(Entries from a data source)
::::::::
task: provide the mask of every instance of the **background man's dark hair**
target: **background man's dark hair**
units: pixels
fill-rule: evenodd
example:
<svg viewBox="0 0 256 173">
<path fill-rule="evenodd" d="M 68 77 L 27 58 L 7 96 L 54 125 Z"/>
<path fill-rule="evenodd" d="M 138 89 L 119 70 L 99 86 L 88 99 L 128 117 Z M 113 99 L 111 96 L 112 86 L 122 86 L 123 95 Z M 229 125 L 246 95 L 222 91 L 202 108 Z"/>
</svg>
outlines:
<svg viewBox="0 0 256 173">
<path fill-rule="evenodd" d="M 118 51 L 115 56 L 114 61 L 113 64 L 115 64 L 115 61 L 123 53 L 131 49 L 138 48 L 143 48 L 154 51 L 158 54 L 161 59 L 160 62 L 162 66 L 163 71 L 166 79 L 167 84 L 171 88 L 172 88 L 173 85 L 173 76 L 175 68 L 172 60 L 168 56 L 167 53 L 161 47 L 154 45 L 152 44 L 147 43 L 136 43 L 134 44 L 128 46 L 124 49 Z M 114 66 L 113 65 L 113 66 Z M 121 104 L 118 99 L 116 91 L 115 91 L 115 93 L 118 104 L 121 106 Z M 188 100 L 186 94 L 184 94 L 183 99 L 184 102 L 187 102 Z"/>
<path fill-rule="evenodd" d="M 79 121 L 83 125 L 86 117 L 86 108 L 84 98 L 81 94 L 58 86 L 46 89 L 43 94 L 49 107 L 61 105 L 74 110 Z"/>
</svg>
::::::::
*Exercise aim*
Write out every entry above word for word, without changing anything.

*The output*
task: provide the mask of every instance of the **background man's dark hair**
target: **background man's dark hair**
units: pixels
fill-rule: evenodd
example:
<svg viewBox="0 0 256 173">
<path fill-rule="evenodd" d="M 68 77 L 27 58 L 7 96 L 54 125 Z"/>
<path fill-rule="evenodd" d="M 138 89 L 119 70 L 99 86 L 88 99 L 128 117 Z M 113 99 L 111 96 L 112 86 L 122 86 L 123 95 Z M 229 125 L 246 95 L 222 91 L 202 108 Z"/>
</svg>
outlines:
<svg viewBox="0 0 256 173">
<path fill-rule="evenodd" d="M 118 51 L 115 56 L 114 61 L 113 64 L 115 64 L 115 61 L 123 53 L 131 49 L 138 48 L 143 48 L 154 51 L 158 54 L 161 59 L 160 62 L 162 66 L 163 71 L 166 79 L 167 84 L 171 88 L 172 88 L 173 85 L 173 76 L 175 68 L 172 60 L 168 56 L 167 53 L 161 47 L 154 45 L 152 44 L 147 43 L 136 43 L 134 44 L 128 46 L 124 49 Z M 114 66 L 113 65 L 113 66 Z M 121 104 L 118 99 L 116 91 L 115 91 L 115 93 L 118 104 L 121 106 Z M 188 100 L 186 94 L 184 94 L 183 99 L 184 102 L 187 102 Z"/>
<path fill-rule="evenodd" d="M 79 121 L 83 125 L 86 117 L 86 108 L 84 98 L 81 94 L 58 86 L 46 89 L 43 94 L 49 107 L 61 105 L 74 110 Z"/>
</svg>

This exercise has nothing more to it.